*Written task 1*
Output, character for character, everything in the forum question on Likert-item regression from "When I treat" down to "the original scale.".

HI there: I have a one likert item I would like to analyze. I know that most scales require multiple likert items, but this is just an exploratory exercise of an existing survey. It's out of my control.

When I treat the likert categories (strongly support - support - oppose -strongly oppose) as a numeric variable (coding 0 to 1) and conduct a multiple regression, I get some predictors in my models as statistically s ignificant. When I try to create some predicted values based on different configurations of my indendent variables, however, some combinations of values create predicted values larger than 1, which is impossible given the original scale.

Incidentally, when I recode the four categories to two (support - oppose) and rerun it with a binomial logistic regression, the same predictors do not appear as statistically significant.

I have three questions: in the first scenario, is it meaningful and / or appropriate to rescale the predicted values so that the maximum predicted value is 1 and the minimum is 0? Or is that not appropriate?

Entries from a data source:
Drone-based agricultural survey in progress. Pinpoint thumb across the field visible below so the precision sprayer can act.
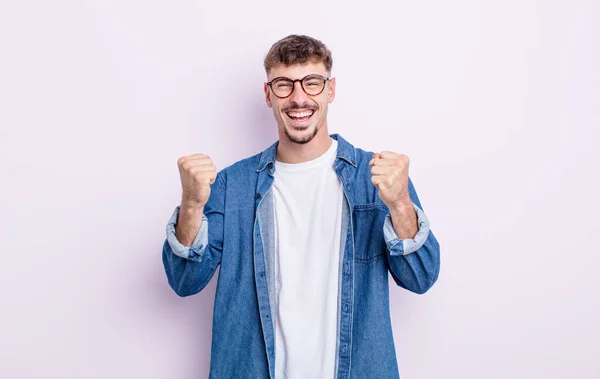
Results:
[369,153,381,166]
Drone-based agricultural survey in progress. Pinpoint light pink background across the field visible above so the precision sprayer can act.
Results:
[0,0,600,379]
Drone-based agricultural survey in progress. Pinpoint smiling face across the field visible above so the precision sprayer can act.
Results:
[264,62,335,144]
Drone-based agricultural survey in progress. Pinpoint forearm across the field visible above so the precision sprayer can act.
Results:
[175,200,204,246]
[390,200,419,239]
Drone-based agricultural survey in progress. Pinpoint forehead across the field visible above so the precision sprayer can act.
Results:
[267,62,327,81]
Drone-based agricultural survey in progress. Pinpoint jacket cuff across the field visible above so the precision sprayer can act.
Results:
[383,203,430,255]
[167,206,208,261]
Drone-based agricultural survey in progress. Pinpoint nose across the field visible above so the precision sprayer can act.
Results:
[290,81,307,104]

==

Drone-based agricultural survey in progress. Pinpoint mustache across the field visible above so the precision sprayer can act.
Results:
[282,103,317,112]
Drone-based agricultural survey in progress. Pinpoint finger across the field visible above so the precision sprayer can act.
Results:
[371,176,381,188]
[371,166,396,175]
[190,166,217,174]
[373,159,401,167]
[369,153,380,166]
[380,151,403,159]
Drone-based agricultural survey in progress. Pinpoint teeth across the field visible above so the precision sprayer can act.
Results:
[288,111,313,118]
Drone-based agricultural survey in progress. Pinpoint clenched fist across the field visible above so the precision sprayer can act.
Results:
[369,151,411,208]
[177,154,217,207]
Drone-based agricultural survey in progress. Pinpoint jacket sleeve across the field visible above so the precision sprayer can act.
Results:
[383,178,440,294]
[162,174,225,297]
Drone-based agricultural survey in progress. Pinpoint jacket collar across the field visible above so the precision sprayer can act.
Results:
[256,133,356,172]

*Written task 2*
Count the lines in the entries above that contain the string "jacket". Give only the number.

*Correct output 1*
When I treat the likert categories (strongly support - support - oppose -strongly oppose) as a numeric variable (coding 0 to 1) and conduct a multiple regression, I get some predictors in my models as statistically s ignificant. When I try to create some predicted values based on different configurations of my indendent variables, however, some combinations of values create predicted values larger than 1, which is impossible given the original scale.

*Correct output 2*
3